# Extract provided
━━━━━━━━━━━━━━━━━━━━

= Robert Saudek (television executive) =

American TV producer and executive

Robert Saudek (April 11, 1911 – March 13, 1997) was an American TV producer and executive, son of flutist and conductor Victor Saudek (1879–1966).

==Career==
A director and later a vice-president at the ABC Television Network in the late 1940s and early 1950s, Saudek is best remembered for creating the arts and culture variety television show Omnibus at the behest of the Ford Foundation. Saudek sought to bring uplifting entertainment to American television audiences by bringing them the best actors, musicians, scientists, authors, comedians, and cultural figures. Saudek also produced other cultural television programming, including Profiles in Courage.

Saudek's Harvard College roommate for all four years was James Agee, who wrote A Lincoln Portrait and other Omnibus scripts. Saudek hired Alistair Cooke to emcee the show. Among the artists appearing were Leonard Bernstein (seven shows), John F. Kennedy, Joseph Welch, Paul Robeson, James Dean, Orson Welles, Marion Anderson, Sugar Ray Robinson, Mickey Mantle, Frank Lloyd Wright, Nichols and May, Gene Kelly, Glen Gould, Igor Stravinsky and Agnes DeMille.

━━━━━━━━━━━━━━━━━━━━

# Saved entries
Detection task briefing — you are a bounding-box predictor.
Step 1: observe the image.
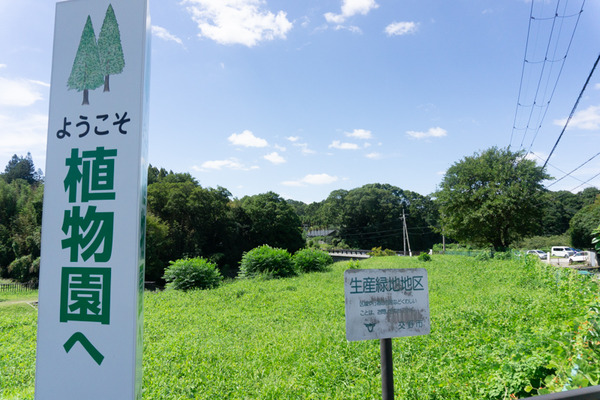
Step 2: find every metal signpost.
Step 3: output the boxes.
[35,0,150,400]
[344,268,431,400]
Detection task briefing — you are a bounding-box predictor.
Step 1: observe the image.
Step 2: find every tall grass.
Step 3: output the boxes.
[0,256,595,400]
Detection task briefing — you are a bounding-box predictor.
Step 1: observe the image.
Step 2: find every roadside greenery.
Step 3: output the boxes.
[292,249,333,272]
[0,255,600,400]
[435,147,550,251]
[164,257,223,291]
[239,245,297,278]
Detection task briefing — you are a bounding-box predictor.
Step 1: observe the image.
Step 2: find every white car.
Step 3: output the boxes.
[527,250,548,260]
[550,246,575,258]
[569,251,590,264]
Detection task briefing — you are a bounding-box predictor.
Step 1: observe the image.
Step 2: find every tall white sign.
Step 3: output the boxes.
[344,268,431,341]
[35,0,150,400]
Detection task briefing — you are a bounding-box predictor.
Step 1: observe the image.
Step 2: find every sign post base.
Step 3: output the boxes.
[380,339,394,400]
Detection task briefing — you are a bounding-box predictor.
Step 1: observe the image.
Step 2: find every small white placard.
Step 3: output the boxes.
[344,268,431,341]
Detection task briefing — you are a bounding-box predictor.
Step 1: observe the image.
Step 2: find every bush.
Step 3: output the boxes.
[240,245,297,278]
[163,257,223,291]
[367,246,396,257]
[292,249,333,272]
[8,255,33,283]
[417,253,431,262]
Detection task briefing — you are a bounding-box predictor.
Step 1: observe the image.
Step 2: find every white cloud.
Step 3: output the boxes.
[227,130,269,147]
[324,0,379,24]
[329,140,359,150]
[183,0,292,47]
[263,151,285,164]
[0,114,48,168]
[152,25,183,46]
[294,143,316,155]
[0,77,47,107]
[385,22,419,36]
[345,129,373,139]
[192,158,258,171]
[282,174,338,186]
[406,126,448,139]
[554,106,600,131]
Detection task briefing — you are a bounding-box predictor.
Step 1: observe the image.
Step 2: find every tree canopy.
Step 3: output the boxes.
[0,153,43,184]
[569,195,600,249]
[436,147,549,249]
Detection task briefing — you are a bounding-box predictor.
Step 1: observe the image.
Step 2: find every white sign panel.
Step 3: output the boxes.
[35,0,150,400]
[344,268,431,341]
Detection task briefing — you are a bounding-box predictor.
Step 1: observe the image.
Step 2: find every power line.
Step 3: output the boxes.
[542,54,600,168]
[571,172,600,192]
[509,0,585,152]
[546,152,600,188]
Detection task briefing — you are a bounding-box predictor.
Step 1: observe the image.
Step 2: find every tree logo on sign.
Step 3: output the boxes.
[67,4,125,105]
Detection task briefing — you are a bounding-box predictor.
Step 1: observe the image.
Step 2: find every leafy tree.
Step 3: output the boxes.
[240,192,304,253]
[436,147,549,250]
[67,15,104,105]
[240,245,298,278]
[569,196,600,249]
[0,175,43,279]
[592,225,600,251]
[164,257,223,291]
[539,187,600,236]
[2,153,42,184]
[145,212,173,282]
[98,4,125,92]
[292,249,333,272]
[332,183,441,250]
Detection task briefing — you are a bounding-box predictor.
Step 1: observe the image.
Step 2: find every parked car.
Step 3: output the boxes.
[527,250,548,260]
[550,246,575,258]
[569,251,590,264]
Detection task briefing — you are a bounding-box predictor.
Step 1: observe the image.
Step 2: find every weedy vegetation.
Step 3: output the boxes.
[0,256,600,400]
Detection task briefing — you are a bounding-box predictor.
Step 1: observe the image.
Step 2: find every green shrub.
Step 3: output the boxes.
[494,250,513,260]
[292,249,333,272]
[417,253,431,262]
[163,257,223,291]
[8,255,33,283]
[240,245,297,278]
[367,246,396,257]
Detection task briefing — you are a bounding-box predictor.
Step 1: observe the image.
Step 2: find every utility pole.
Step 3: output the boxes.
[402,208,412,256]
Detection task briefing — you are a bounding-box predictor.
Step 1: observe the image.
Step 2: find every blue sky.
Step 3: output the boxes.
[0,0,600,202]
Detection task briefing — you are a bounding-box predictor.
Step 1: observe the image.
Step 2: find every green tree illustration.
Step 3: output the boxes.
[67,15,104,105]
[98,4,125,92]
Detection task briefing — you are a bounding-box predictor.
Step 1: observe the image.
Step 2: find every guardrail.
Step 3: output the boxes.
[533,386,600,400]
[0,283,37,293]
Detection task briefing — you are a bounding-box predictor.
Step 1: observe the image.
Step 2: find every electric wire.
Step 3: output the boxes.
[546,152,600,189]
[542,54,600,169]
[571,172,600,192]
[508,0,585,153]
[521,0,585,153]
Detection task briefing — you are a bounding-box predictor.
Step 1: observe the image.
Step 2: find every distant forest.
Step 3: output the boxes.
[0,154,600,282]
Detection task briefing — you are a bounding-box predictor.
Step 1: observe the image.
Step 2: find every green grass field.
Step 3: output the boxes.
[0,256,600,400]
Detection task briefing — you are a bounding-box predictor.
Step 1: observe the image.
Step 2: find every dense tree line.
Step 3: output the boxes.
[0,154,43,281]
[0,148,600,281]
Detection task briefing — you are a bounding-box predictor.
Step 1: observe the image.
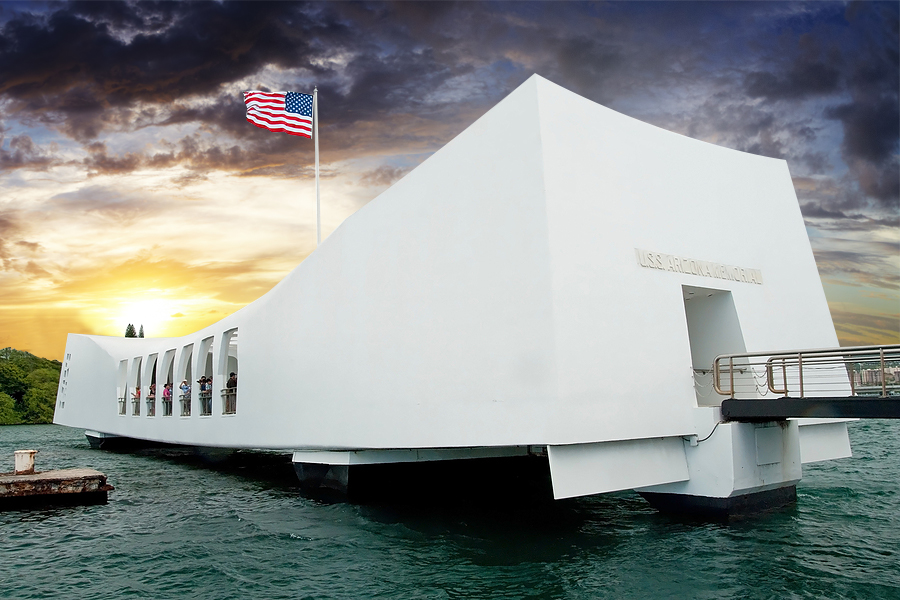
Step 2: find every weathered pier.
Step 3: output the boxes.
[0,451,115,510]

━━━━━━━━━━━━━━━━━━━━

# Tasks to perform
(a) According to the biography of Robert Saudek, who was Saudek's roommate at Harvard College for all four years?
(b) Extend the biography of Robert Saudek, starting after its final sentence.

# Task responses
(a) James Agee.

(b)
Over the course of his career, he was awarded eleven Emmys and seven Peabodys. The Road to the Wall, which Saudek produced for the United States Army's television show The Big Picture, was nominated for an Academy Award for Best Documentary Short.

He served on the Carnegie Commission, which worked to establish both PBS and the Corporation for Public Broadcasting.

Saudek founded the Museum of Broadcasting (now known as the Paley Center for Media) and later headed the Library of Congress's motion picture division.